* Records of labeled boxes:

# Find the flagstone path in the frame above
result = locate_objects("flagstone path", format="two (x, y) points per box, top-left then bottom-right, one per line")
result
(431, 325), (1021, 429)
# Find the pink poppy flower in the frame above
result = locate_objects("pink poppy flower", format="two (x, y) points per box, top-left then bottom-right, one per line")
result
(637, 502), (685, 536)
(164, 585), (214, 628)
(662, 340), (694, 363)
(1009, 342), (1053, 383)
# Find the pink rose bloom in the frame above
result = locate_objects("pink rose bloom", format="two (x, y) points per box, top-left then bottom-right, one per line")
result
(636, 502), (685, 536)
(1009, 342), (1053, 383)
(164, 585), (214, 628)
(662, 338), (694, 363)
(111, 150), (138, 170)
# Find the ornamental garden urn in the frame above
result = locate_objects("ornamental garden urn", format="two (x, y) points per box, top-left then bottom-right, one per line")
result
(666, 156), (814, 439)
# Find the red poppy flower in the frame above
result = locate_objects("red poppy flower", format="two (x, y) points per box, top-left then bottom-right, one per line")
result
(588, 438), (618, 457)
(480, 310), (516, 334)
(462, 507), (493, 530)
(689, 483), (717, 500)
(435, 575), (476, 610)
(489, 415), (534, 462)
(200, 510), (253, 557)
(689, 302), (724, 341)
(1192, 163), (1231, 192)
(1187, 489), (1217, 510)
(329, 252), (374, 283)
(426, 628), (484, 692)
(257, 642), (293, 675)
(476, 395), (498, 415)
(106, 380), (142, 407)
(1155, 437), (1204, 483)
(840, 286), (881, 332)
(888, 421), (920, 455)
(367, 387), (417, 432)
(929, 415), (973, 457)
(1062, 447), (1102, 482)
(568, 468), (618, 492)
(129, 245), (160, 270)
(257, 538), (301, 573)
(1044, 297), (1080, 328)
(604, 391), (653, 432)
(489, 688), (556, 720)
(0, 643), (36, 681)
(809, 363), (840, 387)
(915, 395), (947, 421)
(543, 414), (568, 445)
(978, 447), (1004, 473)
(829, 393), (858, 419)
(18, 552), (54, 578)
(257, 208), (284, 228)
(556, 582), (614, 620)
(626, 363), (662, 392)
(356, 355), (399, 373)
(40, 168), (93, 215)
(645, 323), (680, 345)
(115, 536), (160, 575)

* TASK BRIEF:
Rename "flagstone path" to "stone walkway" in the data from its start through the line holding "(111, 150), (138, 170)", inclusive, and give those lines back with nothing else changed.

* REPLY:
# Find the stone walkway in the frame above
result = locate_objects("stone walkway", format="two (x, y) points per box, top-left then bottom-right, one per line")
result
(431, 325), (1021, 429)
# Find the pink poppy flower in the frame above
result = locate_objects("pink poppy flower", format="two (x, y) points per box, top-left then bottom-right, one per line")
result
(637, 502), (685, 536)
(164, 585), (214, 628)
(662, 340), (694, 363)
(1009, 342), (1053, 383)
# Find the pink rose bloom in the frame above
result = locate_objects("pink rose bloom", format="two (x, y) points per box, top-left then bottom-right, one per line")
result
(636, 502), (685, 536)
(1009, 342), (1053, 383)
(164, 585), (214, 628)
(662, 338), (694, 363)
(111, 150), (138, 170)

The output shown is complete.